AUFGABE: Schreibe aus dem Text über die Jahresthemen des Museums den Abschnitt von „Was zum Jahresthema“ bis einschließlich „für die Region.“ wortgetreu ab.

TEXTABSCHNITT:
◇ ◇ ◇

Was zum Jahresthema wird, entscheidet der Programmbeirat – seine Mitglieder sind Vertreter*innen des Brandenburgischen Kulturministeriums, des Landkreises und ausgewählter Gemeinden, der Sparkasse Märkisch-Oderland, der IHK sowie der Kulturstiftung des Bundes. Hauptkriterium für die Auswahl ist die Relevanz des Themas für die Region.

Steht das Thema fest, beginnt das, was in der Museumskonzeption als Arbeitsprinzip der „ethnologischen Befragung“ bezeichnet wird. Befragt werden 20 bis 30 Menschen aus der Region als Expert*innen zu persönlichen Erfahrungen, beruflichen Expertisen und dem Gegenwartsbezug des Themas. Beim Jahresthema „Wasser“ sprachen die Museumsleute beispielsweise ausführlich mit Gewässerbauern, Zeitzeug*innen des 1947er Hochwassers und Fischern. Ein wichtiger Partner beim Thema Wasser war der Gewässer- und Deichverband Oderbruch. Für die Recherche zum Jahresthema „Baukultur“ wurden unter anderem Handwerker*innen und Hausbesitzer*innen interviewt. Die Gespräche werden auch fotografisch dokumentiert – so werden nicht nur die Erfahrungen, sondern auch die Gesichter aus dem Oderbruch festgehalten.

◇ ◇ ◇

Erfasste Daten:
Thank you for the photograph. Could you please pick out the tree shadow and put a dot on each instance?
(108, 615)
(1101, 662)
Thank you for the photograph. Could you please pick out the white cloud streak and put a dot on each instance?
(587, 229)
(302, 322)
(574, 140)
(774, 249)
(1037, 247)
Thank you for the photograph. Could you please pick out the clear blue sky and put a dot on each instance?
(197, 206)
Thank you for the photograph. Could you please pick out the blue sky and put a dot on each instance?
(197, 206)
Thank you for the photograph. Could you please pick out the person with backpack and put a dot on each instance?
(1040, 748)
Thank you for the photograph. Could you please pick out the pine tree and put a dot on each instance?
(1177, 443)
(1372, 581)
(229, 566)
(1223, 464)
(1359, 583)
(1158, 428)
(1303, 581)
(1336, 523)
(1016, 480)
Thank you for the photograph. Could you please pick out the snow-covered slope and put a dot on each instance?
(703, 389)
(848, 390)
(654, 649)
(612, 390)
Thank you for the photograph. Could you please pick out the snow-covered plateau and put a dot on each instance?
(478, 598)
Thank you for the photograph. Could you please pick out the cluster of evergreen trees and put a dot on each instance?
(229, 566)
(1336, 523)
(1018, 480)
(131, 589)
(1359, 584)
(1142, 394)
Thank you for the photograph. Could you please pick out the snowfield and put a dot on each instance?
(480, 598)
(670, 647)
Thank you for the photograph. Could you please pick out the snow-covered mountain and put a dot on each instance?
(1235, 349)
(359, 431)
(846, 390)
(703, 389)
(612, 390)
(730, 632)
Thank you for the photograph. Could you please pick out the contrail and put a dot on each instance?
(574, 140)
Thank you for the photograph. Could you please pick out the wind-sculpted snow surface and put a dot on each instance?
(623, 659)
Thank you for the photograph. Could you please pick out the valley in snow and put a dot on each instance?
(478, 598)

◇ ◇ ◇

ÜBUNGSERGEBNIS:
Was zum Jahresthema wird, entscheidet der Programmbeirat – seine Mitglieder sind Vertreter*innen des Brandenburgischen Kulturministeriums, des Landkreises und ausgewählter Gemeinden, der Sparkasse Märkisch-Oderland, der IHK sowie der Kulturstiftung des Bundes. Hauptkriterium für die Auswahl ist die Relevanz des Themas für die Region.